**YOUR GOAL**.
Quote the line containing "the cornice, placing" and all lines that follow it in the listing below, exactly as written.

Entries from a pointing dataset
* BEGIN *
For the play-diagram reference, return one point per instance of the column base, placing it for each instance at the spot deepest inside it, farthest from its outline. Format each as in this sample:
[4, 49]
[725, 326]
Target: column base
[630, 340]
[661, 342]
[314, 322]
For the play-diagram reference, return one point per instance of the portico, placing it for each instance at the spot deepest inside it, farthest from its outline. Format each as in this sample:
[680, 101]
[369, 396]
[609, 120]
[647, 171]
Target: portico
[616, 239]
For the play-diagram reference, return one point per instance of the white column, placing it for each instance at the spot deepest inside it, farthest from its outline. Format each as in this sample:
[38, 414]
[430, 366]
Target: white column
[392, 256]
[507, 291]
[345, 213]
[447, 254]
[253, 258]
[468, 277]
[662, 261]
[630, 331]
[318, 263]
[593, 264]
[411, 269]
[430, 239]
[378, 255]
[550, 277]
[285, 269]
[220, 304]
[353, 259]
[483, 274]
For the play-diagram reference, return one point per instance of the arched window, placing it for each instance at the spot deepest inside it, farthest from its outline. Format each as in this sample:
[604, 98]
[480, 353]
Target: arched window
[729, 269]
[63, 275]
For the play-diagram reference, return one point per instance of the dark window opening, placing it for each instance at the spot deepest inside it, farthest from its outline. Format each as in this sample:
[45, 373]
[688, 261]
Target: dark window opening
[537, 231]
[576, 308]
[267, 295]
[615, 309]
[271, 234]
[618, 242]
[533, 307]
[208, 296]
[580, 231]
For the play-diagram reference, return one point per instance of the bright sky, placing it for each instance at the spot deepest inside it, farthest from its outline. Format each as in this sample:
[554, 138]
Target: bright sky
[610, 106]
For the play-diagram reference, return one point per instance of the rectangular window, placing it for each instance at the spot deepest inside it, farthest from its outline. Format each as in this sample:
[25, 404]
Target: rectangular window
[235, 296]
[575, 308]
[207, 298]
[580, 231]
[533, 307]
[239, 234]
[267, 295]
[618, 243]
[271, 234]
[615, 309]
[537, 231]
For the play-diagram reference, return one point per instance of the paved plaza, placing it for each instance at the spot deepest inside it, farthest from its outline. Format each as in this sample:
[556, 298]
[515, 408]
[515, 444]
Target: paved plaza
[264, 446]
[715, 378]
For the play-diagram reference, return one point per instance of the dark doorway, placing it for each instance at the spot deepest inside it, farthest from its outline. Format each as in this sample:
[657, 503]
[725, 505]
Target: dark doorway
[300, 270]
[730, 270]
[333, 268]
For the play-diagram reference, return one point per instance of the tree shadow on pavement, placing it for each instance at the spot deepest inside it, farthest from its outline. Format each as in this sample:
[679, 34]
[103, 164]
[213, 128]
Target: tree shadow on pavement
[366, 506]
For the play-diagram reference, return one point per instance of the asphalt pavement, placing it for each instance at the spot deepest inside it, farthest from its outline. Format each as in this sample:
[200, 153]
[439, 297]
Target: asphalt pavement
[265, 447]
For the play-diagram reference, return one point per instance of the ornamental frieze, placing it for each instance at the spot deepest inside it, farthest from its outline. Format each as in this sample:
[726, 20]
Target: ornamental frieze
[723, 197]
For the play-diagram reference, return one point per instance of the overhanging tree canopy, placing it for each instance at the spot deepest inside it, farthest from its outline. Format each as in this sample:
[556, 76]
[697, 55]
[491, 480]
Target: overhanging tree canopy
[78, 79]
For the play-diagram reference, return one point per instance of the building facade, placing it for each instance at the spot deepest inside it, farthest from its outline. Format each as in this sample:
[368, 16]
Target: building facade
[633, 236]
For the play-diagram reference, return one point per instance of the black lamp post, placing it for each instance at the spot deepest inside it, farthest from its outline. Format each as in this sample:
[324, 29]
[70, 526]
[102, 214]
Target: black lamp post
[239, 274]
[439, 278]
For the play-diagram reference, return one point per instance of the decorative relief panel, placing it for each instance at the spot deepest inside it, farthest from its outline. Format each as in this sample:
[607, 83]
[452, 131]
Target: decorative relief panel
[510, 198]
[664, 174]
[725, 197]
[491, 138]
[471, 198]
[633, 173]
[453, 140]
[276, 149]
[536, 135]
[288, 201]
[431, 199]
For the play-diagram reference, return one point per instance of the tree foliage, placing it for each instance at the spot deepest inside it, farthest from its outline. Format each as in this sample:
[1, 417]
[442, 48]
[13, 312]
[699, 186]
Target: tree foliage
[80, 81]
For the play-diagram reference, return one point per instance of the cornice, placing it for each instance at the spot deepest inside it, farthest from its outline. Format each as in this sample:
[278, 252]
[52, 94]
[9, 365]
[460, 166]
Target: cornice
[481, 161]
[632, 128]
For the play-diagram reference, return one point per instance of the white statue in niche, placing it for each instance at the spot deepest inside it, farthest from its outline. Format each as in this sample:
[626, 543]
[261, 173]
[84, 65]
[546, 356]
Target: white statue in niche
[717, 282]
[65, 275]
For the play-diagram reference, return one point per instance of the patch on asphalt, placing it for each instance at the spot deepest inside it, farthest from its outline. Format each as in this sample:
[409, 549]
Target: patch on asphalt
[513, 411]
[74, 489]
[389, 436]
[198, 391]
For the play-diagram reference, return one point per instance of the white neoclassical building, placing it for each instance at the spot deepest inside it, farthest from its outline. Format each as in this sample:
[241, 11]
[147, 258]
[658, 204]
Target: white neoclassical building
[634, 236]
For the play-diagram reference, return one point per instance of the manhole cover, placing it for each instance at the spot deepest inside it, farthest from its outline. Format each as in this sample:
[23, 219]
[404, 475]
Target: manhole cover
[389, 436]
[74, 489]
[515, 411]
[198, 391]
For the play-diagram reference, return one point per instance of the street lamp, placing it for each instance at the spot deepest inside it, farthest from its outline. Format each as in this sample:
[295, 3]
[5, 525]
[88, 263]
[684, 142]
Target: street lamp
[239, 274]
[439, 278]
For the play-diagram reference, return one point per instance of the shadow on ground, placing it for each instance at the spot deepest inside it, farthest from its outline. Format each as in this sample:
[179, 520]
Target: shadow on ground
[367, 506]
* END *
**THE ANSWER**.
For the play-diagram reference, return one point per instance of the cornice, placing it for each instance at the spot deepest inside it, farthest from its outline. Format each as in this sample:
[278, 252]
[52, 94]
[9, 365]
[460, 166]
Target: cornice
[481, 161]
[632, 128]
For the play-diagram reference, return one point per instance of the white statue in niche, placing it for each instance at the spot deepest inside it, farthest from its outline. Format each as in this sample:
[626, 543]
[261, 173]
[84, 65]
[546, 356]
Target: white statue in niche
[717, 282]
[65, 275]
For the play-diagram reference, return one point per instance of the patch on asphalt, placing it for each instance at the spot deepest inside it, farthest from its outline. Format each as in this sample:
[409, 549]
Target: patch on asphalt
[513, 411]
[74, 489]
[389, 436]
[198, 391]
For the play-diagram reference, return one point per instance of the white neoclassical building, placing it for each instance at the spot deepest inside it, farthest from its outline. Format each as in this sample:
[241, 11]
[147, 258]
[658, 204]
Target: white neoclassical building
[634, 236]
For the play-diagram reference, return one point per instance of the manhole cover, placing it for each instance at the spot deepest inside it, farthest from its outline. Format each as in this sample:
[23, 219]
[404, 475]
Target: manhole cover
[389, 436]
[74, 489]
[515, 411]
[198, 391]
For the play-diagram reference, return one point per instance of the street lamp, placing it for each instance at the spot deepest inside it, farthest from its outline. Format each as in this sample:
[295, 3]
[5, 525]
[88, 263]
[684, 142]
Target: street lamp
[239, 274]
[439, 278]
For the play-diagram reference, return one point per instance of the shadow on ground, placing it for each instance at the spot deepest inside it, farthest from its outline. Format each as in this sample:
[179, 520]
Target: shadow on ground
[367, 506]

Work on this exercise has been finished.